**Task requirements:**
- a) In the ChEMBL downloader text, which two ChEMBL releases are identified as minor releases?
- b) Resume the ChEMBL downloader text from the point where it stops.

**Source extract:**
↓↓↓

ChEMBL has made 37 releases so far. 35 of them have been major releases, and two have been minor releases (v22.1 and v24.1). While it only began bundling a SQLite dump of the database v19, Eloy Felix recently informed me that the team constructed SQLite dumps for all previous versions, too. This is great, because I use the SQLite dump as the primary mechanism for querying the database.

chembl-downloader automates downloading any version of ChEMBL’s SQLite database, unpacking it from the TAR archive, connecting to it, making a SQL query, and returning the results as a Pandas DataFrame object with chembl_downloader.query() or chembl_downloader.query_scalar() like in:

import chembl_downloader

sql = "SELECT * FROM activities LIMIT 5"
rows = chembl_downloader.query(sql, version=1)

sql = "SELECT COUNT(*) FROM activities"

↑↑↑

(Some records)
↓↓↓

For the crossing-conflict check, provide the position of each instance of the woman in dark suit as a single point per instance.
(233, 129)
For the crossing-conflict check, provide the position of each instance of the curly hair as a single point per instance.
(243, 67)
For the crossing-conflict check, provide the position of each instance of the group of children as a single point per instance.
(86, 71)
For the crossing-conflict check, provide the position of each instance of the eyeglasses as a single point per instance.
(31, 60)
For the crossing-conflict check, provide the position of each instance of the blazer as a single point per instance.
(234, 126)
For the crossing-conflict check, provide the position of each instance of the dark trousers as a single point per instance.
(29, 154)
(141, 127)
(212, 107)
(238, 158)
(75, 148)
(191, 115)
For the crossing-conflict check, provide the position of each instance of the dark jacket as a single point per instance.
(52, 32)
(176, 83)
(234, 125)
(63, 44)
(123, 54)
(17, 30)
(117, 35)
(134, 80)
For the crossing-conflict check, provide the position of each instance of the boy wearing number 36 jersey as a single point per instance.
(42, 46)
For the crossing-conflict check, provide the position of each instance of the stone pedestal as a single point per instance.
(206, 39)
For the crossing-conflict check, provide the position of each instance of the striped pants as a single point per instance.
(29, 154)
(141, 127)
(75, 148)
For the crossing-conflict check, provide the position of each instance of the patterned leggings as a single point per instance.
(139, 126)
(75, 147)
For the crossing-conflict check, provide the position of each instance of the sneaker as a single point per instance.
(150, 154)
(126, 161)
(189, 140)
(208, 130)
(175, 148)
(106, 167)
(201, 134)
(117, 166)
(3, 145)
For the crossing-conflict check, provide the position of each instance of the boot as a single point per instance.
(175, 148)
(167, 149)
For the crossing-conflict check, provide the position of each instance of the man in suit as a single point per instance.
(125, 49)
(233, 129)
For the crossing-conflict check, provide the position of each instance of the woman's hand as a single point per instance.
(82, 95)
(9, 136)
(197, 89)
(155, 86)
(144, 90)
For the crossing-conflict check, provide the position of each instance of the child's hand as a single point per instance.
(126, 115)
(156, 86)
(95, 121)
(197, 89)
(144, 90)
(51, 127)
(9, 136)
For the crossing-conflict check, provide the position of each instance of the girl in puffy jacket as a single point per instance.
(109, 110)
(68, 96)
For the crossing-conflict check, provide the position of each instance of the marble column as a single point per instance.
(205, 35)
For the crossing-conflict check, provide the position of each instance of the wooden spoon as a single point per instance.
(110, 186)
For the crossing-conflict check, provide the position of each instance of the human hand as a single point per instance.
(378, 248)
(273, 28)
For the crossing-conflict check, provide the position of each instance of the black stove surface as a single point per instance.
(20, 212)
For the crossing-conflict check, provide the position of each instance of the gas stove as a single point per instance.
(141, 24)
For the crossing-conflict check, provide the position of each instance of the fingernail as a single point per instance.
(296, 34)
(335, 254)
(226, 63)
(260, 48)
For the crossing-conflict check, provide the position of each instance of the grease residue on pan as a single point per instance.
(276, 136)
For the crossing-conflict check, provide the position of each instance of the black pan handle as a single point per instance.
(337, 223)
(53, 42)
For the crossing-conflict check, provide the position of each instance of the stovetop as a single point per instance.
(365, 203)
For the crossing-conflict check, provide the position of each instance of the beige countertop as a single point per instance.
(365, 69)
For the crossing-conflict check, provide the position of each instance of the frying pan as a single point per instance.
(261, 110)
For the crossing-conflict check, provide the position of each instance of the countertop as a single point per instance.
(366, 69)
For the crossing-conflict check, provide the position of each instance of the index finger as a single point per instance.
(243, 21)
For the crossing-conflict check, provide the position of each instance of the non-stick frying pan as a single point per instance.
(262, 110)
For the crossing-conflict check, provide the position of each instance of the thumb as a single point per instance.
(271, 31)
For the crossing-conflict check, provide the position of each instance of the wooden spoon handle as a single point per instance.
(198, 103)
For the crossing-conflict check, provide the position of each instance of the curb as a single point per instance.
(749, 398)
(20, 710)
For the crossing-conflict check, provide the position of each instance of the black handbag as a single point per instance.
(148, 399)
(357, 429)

↑↑↑

**Answers for the tasks:**
- a) v22.1 and v24.1

- b)
count: int = chembl_downloader.query_scalar(sql, version=1)

These functions can be used to write a loop and run the same SQL query over every version of ChEMBL with a few two caveats:

to get all versions of ChEMBL, it needs to include v22.1 and v24.1. chembl.versions() provides convenient access to construct this iterator
SQLite does not allow for opening a compressed database (without paying for an extension), so each version needs to be uncompressed. Unfortunately, most personal computers (including mine) don’t enough hard disk space to have an uncompressed copy of each version of ChEMBL

Results of Temporal Analysis

I wrote a CLI utility chembl_downloader history which downloads, decompresses, analyzes, and then deletes each version of ChEMBL iteratively over the span of about three hours.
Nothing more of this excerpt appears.